● Aim of the task
Write out the stretch of material below, from the line containing "subject: parked car" through the end of the material, reproducing each line character for character.

Records excerpted from a collection:
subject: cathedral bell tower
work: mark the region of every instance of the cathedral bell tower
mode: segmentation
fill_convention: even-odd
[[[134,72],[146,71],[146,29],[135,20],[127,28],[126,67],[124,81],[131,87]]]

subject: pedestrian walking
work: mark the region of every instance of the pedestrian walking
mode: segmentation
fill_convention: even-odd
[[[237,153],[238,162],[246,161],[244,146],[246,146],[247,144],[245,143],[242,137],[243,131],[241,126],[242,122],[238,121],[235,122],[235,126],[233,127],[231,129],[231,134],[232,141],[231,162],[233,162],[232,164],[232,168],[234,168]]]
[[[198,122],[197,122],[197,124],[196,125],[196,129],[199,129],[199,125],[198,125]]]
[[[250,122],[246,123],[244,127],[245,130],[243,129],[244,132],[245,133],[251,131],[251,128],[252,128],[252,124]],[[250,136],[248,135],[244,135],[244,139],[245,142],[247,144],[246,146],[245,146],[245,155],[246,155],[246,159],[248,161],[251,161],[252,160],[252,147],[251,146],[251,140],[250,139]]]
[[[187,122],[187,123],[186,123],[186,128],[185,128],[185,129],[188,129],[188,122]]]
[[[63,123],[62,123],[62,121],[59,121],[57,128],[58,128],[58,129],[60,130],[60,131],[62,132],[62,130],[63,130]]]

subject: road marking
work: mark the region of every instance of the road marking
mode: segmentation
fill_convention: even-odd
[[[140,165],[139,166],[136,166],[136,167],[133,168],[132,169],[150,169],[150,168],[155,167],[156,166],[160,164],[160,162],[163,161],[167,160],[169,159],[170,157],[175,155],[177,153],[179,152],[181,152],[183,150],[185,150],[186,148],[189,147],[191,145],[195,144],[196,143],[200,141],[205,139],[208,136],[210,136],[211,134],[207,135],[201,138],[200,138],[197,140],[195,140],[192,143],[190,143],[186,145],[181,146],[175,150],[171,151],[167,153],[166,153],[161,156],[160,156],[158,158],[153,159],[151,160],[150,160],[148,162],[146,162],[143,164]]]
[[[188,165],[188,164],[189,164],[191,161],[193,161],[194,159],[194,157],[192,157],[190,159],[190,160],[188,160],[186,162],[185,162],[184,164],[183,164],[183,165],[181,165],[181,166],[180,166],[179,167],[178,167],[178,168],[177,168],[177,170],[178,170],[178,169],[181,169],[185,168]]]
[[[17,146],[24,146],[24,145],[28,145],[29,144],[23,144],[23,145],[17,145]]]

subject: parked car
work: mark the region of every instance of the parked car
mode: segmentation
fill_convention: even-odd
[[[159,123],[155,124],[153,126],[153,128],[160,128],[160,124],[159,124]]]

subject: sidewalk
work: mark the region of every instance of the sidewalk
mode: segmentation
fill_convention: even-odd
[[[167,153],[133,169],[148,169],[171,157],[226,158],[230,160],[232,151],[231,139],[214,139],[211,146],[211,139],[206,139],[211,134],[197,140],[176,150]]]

● Task response
subject: parked car
work: mark the region of every instance of the parked car
mode: segmentation
fill_convention: even-odd
[[[159,123],[155,124],[153,126],[153,128],[160,128],[160,124],[159,124]]]

subject: sidewalk
work: mark the region of every instance of the sidewalk
mode: segmentation
fill_convention: even-odd
[[[167,153],[133,169],[148,169],[171,157],[226,158],[230,160],[232,151],[231,139],[214,139],[211,146],[211,139],[206,139],[211,134],[197,140],[176,150]]]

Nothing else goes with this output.